PROBLEM REQUIREMENTS
The requested output is every line from the one with "Expected: one point per instance of the green grass" through the last line below, printed exactly.

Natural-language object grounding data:
────

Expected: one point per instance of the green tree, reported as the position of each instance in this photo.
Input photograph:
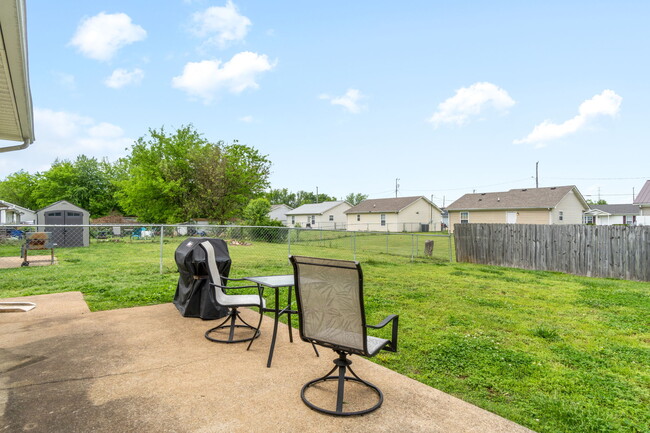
(18, 188)
(170, 178)
(86, 182)
(257, 211)
(355, 199)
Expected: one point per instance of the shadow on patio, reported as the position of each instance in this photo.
(147, 369)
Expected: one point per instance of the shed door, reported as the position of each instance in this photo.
(74, 235)
(65, 236)
(58, 233)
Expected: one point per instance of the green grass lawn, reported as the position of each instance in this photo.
(553, 352)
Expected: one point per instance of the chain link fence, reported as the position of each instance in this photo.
(264, 246)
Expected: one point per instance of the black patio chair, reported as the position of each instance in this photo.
(331, 314)
(233, 302)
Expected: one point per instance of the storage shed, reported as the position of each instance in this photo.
(64, 213)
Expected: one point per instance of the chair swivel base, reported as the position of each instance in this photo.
(230, 327)
(343, 365)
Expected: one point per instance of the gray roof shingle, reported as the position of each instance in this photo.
(526, 198)
(384, 205)
(314, 208)
(618, 209)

────

OUTPUT OF THE TASK
Expected: one point per instance of the green grass lawn, reported as the position of each instance in this photo.
(553, 352)
Expected: one point per instance of the chain link fence, reported as the position of each instance in this photo.
(264, 246)
Expected: one point per instance of the black patio chair, reported as the position of each instance in this photo.
(331, 314)
(233, 302)
Expected: one point per instance of the storage shed, reported as the position of each instance in this photo.
(64, 213)
Expected: one point per instance of the chair swivel base, reported as the position of each instance in this photo.
(230, 327)
(343, 365)
Expected: one point per instance of the gray roof shingle, reported as the position of each instance in this photo.
(526, 198)
(384, 205)
(314, 208)
(618, 209)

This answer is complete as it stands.